REQUIRED WORK
Can you retype every record below exactly as written?

Position identification records
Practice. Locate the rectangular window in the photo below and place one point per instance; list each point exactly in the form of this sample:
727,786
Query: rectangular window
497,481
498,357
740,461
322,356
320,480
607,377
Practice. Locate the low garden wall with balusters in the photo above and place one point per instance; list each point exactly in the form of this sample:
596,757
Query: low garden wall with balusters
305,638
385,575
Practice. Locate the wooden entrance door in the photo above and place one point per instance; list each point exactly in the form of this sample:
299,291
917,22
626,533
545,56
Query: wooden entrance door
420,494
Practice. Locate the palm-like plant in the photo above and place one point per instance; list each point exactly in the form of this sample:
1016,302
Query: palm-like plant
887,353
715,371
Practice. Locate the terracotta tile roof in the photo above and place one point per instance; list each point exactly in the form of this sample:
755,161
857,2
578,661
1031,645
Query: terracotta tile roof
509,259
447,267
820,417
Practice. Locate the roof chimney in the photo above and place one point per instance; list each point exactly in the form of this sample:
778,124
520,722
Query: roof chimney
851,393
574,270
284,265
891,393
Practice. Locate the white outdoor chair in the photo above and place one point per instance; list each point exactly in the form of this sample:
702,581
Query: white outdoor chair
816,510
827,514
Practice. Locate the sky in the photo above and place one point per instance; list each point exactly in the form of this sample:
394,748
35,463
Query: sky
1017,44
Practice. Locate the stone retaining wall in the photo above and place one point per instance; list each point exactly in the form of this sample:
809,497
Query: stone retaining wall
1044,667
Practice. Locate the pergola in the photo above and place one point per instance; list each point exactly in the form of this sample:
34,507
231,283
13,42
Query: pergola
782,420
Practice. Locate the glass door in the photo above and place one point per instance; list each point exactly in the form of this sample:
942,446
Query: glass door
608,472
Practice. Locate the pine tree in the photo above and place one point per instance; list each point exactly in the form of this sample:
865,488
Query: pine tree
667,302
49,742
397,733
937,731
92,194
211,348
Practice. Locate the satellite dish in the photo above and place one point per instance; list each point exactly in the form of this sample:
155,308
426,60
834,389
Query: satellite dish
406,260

RESULT OF THIS EXERCISE
Practice. Locate the rectangular window in the photo below and place one point per instance; list each point exactly in the form of this sample:
727,786
Query: rectangular window
497,481
498,357
740,461
322,356
320,480
607,377
Practice. Locate the low garden wall with balusters in the photo above and place one point per instance; list each point exactly in the form of this sample:
596,757
Query: low garden wall with balusters
305,638
385,575
Practice. Locate the wooden entrance door in the photo above and place one point per instance; list each point exactly in the form of this sample:
299,291
917,22
626,533
545,56
Query: wooden entrance door
420,494
Practice. Locate the palm-like plant in the photo above and place one point per instance; list each point exactly in the form of this sample:
1016,302
Query: palm-like plant
887,353
715,371
Practice. Locate the terracotta tile roof in the photo above and place one point per instance; list each point exactly in the form of this sample:
755,161
857,2
578,661
1031,645
Query: terracotta tile roof
509,259
447,267
820,417
Practice. Locate the roof chimney in the photo above and place one point per instance; list each point exactly in the form of this sample:
778,124
520,722
Query: roof chimney
851,393
574,270
284,265
891,393
Practice. Locate the white outdoor chair in the photo above and place one point per instance; list each point exactly in the form of this sample:
702,581
Query: white outdoor chair
816,510
827,514
Practice. Locate the sky in the photo above and place one point per instance; list each point exactly in the form of this sample:
394,748
35,463
Query: sky
1017,44
Practice. Locate the stone retaining wall in the photo above and place one point per instance; list each point exactly in the form of this sample:
809,497
Query: stone retaining wall
1044,667
Practice. Locate the pergola in the photo above and place one point per instance; list each point exactly in the form of this sample:
34,507
231,283
13,42
Query: pergola
782,420
Practice. Locate the glass door in the photo above and place one point per instance; list each point exactly in the form of this sample:
942,446
Query: glass door
608,472
Practice. Locate the pine tree in the photo above and place one point per instance; list each point exactly in the form of this sample:
865,488
Query: pine tree
667,302
49,742
397,733
937,731
92,194
211,348
Practice. Locate the satellite dish in the photo above and place one point per instance; list each point exactly in the form of this sample:
155,308
426,60
834,389
Query: satellite dish
406,260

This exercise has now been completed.